# RECORDS SUPPLIED:
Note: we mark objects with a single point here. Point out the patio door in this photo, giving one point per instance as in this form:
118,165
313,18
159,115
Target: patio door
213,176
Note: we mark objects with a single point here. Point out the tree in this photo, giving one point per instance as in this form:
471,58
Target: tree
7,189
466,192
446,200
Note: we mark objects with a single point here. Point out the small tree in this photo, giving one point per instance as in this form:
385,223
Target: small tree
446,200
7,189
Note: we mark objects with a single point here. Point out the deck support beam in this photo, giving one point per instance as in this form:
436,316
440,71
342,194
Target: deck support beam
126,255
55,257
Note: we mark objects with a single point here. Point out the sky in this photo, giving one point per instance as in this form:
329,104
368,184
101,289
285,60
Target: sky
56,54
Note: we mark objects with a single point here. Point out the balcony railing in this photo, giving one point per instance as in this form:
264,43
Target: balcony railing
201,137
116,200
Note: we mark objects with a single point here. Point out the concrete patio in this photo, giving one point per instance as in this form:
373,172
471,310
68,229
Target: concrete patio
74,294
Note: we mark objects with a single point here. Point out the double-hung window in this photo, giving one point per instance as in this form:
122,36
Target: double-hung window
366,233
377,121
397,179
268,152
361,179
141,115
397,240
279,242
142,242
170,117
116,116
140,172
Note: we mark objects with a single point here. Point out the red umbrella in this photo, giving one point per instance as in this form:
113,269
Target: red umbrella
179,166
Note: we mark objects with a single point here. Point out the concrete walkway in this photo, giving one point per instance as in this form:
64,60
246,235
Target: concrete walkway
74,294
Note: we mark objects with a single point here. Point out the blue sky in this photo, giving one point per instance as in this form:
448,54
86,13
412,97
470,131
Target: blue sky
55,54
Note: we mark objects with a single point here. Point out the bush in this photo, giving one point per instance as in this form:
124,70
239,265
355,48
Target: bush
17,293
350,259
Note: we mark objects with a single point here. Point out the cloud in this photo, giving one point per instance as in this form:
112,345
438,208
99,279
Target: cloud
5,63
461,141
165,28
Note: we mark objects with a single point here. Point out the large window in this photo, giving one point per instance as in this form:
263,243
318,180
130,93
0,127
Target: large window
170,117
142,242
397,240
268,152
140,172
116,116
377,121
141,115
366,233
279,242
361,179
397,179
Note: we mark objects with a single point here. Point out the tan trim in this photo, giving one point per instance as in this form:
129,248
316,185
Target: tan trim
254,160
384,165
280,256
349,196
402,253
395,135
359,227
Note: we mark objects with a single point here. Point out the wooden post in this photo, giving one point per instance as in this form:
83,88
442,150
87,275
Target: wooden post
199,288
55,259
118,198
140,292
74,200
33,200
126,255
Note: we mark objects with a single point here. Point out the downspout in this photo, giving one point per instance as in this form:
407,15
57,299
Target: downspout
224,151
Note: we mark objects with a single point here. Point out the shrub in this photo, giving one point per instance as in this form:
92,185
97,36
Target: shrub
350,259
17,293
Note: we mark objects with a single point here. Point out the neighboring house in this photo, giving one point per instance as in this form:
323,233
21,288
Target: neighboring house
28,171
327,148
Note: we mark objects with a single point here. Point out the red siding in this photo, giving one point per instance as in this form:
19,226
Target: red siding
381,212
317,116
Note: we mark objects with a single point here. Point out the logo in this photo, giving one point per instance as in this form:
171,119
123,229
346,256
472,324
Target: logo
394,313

==

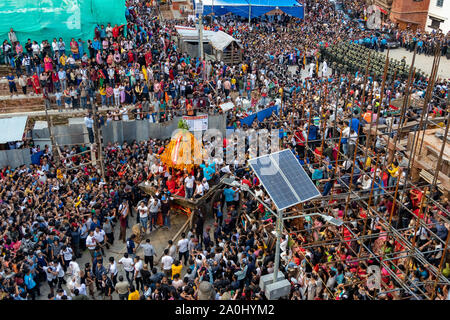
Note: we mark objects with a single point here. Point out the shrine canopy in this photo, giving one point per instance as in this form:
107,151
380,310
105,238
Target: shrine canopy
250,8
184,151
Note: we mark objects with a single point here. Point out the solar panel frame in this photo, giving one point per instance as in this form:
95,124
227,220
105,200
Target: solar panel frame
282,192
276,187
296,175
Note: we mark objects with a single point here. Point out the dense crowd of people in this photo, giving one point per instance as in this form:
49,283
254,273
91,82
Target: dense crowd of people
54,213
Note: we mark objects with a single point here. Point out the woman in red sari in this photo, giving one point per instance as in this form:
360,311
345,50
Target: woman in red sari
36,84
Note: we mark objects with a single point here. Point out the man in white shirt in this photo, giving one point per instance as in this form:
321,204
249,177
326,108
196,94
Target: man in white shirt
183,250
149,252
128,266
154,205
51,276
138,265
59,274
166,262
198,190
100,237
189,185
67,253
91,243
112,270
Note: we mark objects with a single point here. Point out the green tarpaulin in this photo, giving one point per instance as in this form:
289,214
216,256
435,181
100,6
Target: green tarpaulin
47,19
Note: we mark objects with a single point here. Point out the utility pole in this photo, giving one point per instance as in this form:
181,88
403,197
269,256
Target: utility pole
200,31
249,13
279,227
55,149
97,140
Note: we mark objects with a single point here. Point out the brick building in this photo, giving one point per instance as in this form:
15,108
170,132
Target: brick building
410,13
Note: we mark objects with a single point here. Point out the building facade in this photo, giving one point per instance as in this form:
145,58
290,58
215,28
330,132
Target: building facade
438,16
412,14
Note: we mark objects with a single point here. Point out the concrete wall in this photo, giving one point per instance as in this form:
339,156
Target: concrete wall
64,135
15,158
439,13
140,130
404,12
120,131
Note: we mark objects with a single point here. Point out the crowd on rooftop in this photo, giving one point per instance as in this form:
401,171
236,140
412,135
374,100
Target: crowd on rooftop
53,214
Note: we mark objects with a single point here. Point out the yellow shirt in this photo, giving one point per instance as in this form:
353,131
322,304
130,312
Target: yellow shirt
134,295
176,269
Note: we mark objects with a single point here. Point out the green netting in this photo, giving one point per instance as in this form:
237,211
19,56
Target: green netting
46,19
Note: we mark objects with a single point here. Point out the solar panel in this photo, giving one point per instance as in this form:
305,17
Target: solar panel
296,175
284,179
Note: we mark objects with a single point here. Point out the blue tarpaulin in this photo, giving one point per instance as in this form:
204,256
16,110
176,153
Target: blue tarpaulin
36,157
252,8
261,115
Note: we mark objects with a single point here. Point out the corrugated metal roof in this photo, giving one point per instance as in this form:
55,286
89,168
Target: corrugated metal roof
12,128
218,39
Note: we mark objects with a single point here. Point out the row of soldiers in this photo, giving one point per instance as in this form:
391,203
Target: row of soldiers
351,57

# ABOUT THIS TASK:
Give only the lines from the one holding "out the patio" through the one holding "out the tree", each restated exactly as it appears above.

# SOLUTION FOR THIS TASK:
Note: we mark objects with a single point here. Point out the patio door in this photo, giving one point per instance as in this form:
118,165
313,18
159,115
Target: patio door
213,176
Note: we mark objects with a single point here. Point out the tree in this photo, giving one point per instance as in this form:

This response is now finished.